◆ **WHAT THE TASK REQUIRES**:
Print the whole listing below exactly, skipping every picture.

◆ **DATA IN THIS EXERCISE**:
- Opening Delimiter -

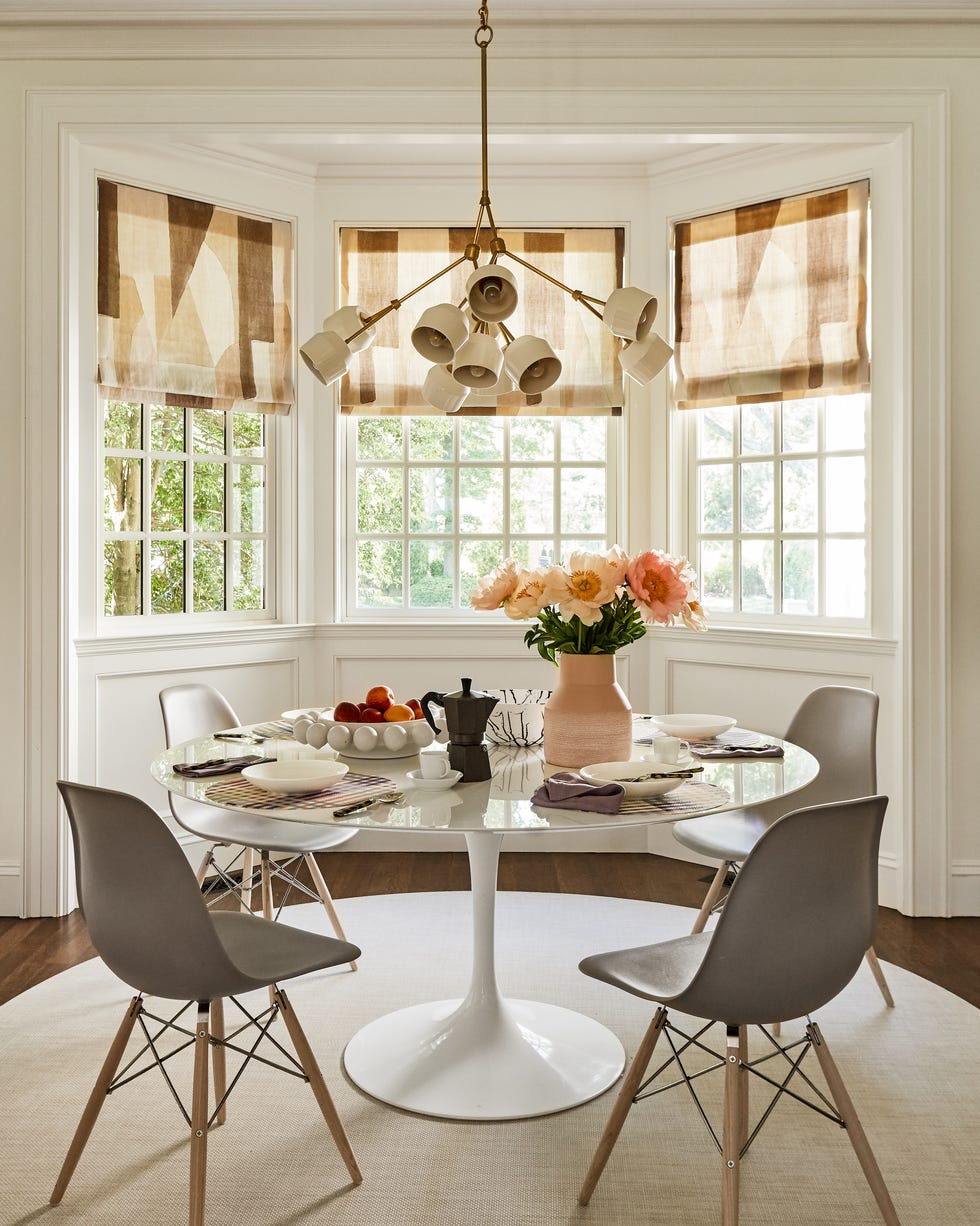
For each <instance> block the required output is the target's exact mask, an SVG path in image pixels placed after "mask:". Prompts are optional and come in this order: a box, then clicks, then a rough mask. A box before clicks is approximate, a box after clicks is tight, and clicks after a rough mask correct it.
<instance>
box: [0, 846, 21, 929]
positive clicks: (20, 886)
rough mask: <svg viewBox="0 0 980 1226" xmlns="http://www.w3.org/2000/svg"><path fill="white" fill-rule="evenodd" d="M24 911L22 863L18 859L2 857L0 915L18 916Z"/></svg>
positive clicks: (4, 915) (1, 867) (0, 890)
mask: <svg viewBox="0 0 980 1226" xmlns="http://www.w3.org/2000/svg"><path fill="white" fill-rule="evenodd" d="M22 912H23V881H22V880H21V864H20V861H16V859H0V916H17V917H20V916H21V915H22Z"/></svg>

- Closing Delimiter -

◆ **REPLY**:
For each <instance> block the required output is the target's exact mask, an SVG path in image pixels placed after "mask:". Prompts are optional and come in this order: a box, then clicks, then a rough mask. A box before clicks is approximate, a box after clicks is tight, and clicks after a rough mask correct it.
<instance>
box: [0, 846, 21, 929]
positive clicks: (20, 886)
rough mask: <svg viewBox="0 0 980 1226" xmlns="http://www.w3.org/2000/svg"><path fill="white" fill-rule="evenodd" d="M24 911L22 863L18 859L2 857L0 915L18 916Z"/></svg>
positive clicks: (4, 915) (1, 867) (0, 890)
mask: <svg viewBox="0 0 980 1226" xmlns="http://www.w3.org/2000/svg"><path fill="white" fill-rule="evenodd" d="M22 912H23V881H22V880H21V864H20V861H16V859H0V916H17V917H20V916H21V915H22Z"/></svg>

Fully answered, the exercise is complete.